START INFORMATION

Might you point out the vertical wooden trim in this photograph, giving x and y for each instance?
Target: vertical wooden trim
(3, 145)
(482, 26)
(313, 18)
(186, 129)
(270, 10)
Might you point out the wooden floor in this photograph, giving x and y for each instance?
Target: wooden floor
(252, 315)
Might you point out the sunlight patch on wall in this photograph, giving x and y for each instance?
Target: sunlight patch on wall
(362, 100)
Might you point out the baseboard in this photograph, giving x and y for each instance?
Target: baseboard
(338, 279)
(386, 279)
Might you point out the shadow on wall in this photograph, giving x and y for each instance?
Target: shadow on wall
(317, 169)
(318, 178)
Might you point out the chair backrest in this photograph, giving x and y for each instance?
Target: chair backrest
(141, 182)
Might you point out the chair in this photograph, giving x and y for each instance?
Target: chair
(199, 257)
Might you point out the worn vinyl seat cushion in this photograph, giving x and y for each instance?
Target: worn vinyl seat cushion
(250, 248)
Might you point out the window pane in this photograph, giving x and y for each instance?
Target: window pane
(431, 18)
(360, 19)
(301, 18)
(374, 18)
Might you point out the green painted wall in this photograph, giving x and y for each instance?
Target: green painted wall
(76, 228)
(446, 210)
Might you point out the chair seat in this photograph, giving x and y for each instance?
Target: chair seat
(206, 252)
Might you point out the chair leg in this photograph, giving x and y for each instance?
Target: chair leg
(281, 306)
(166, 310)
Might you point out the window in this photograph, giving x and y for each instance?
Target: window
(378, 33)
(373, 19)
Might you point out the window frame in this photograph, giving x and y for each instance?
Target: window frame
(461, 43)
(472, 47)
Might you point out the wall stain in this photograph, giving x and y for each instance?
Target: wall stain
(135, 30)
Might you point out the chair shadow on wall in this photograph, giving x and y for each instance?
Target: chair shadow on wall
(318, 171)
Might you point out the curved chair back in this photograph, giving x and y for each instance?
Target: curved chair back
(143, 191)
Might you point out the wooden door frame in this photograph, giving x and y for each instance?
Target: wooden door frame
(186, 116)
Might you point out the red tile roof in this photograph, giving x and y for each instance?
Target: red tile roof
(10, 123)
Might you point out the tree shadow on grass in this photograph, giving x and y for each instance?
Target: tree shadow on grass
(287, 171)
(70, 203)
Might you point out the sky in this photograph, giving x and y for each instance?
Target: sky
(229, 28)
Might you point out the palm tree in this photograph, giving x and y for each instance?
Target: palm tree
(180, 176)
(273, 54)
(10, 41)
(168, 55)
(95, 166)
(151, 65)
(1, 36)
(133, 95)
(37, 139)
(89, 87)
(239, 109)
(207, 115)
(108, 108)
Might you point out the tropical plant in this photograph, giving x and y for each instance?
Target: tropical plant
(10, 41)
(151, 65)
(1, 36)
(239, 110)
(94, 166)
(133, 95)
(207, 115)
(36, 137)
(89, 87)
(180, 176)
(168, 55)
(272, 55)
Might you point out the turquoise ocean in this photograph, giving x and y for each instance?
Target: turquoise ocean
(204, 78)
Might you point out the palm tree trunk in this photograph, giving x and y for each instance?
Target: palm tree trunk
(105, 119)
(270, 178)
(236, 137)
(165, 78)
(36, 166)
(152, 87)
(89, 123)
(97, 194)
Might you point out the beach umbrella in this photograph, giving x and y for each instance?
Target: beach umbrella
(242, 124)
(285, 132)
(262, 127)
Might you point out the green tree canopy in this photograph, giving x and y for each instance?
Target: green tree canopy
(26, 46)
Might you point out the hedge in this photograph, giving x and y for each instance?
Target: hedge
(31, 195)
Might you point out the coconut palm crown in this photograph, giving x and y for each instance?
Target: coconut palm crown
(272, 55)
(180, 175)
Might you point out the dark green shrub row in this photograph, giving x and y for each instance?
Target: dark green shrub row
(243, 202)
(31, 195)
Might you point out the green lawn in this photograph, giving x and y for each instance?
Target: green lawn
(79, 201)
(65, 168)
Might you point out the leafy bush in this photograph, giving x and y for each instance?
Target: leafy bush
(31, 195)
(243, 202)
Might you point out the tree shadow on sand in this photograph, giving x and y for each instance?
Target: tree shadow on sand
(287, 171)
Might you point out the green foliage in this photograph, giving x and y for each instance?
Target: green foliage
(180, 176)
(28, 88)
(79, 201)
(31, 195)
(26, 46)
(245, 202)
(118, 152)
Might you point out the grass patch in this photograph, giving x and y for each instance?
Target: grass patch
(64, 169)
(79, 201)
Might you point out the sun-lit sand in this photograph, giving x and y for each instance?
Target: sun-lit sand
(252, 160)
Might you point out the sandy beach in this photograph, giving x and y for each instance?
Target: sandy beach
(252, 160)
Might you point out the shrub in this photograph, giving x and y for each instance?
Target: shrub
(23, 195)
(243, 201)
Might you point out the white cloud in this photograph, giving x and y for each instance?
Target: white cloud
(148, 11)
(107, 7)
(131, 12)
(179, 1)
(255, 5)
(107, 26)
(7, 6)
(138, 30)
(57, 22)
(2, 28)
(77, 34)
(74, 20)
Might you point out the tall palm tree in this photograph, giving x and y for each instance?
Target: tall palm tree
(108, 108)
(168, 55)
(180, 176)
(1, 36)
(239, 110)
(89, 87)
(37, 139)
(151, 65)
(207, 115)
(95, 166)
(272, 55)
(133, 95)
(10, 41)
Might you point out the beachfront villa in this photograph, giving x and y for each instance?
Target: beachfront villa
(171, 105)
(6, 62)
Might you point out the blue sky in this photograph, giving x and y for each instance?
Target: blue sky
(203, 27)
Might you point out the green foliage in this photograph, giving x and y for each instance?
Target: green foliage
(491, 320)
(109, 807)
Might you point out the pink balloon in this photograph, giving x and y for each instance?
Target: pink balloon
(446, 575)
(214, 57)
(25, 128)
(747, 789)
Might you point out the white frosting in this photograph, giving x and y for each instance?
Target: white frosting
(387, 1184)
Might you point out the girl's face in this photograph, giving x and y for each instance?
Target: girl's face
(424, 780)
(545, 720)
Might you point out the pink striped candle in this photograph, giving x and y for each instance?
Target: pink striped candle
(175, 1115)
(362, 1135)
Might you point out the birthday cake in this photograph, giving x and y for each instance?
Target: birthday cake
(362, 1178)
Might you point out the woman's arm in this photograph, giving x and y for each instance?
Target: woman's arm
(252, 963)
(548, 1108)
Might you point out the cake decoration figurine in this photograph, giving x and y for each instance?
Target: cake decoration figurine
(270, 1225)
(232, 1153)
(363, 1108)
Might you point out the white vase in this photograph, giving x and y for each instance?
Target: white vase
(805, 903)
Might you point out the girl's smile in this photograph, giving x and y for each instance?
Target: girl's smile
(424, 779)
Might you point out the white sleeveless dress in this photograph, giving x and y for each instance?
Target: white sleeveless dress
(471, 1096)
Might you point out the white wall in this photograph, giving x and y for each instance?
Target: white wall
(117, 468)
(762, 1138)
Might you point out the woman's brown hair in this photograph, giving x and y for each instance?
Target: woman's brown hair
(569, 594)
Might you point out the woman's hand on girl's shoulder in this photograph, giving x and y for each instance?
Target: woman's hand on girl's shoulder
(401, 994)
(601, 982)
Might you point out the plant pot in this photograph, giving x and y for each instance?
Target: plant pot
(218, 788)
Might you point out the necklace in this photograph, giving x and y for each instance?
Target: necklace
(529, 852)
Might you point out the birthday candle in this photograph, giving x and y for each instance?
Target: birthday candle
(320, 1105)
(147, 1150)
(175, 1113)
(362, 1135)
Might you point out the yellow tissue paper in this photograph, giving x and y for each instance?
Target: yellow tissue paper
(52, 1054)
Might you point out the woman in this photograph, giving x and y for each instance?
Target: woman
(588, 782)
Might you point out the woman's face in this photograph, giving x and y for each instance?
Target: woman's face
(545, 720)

END INFORMATION

PROBLEM TO SOLVE:
Please give an exact copy of the lines above, beginning with the line containing "Might you point out the beach umbrella" and running through the line containing "Might you point out the leafy", and of no other lines.

SOLUTION BELOW:
Might you point out the beach umbrella in this photograph, giving x and y for each instance?
Target: beach umbrella
(242, 124)
(285, 132)
(262, 127)
Might you point out the green tree canopy in this photograph, giving x and y for each instance?
Target: green tree canopy
(26, 46)
Might you point out the hedge in this photograph, giving x and y for each instance?
Target: hedge
(31, 195)
Might you point out the coconut palm crown in this photograph, giving x and y for each instance?
Target: coconut palm crown
(272, 55)
(180, 175)
Might you point out the dark green shrub row in this photograph, giving x and y for each instance?
Target: dark green shrub row
(243, 202)
(31, 195)
Might you point out the green lawn in this photograph, giving x and y for each instance?
Target: green lawn
(79, 201)
(65, 168)
Might you point out the leafy bush in this photograph, giving x and y for each instance?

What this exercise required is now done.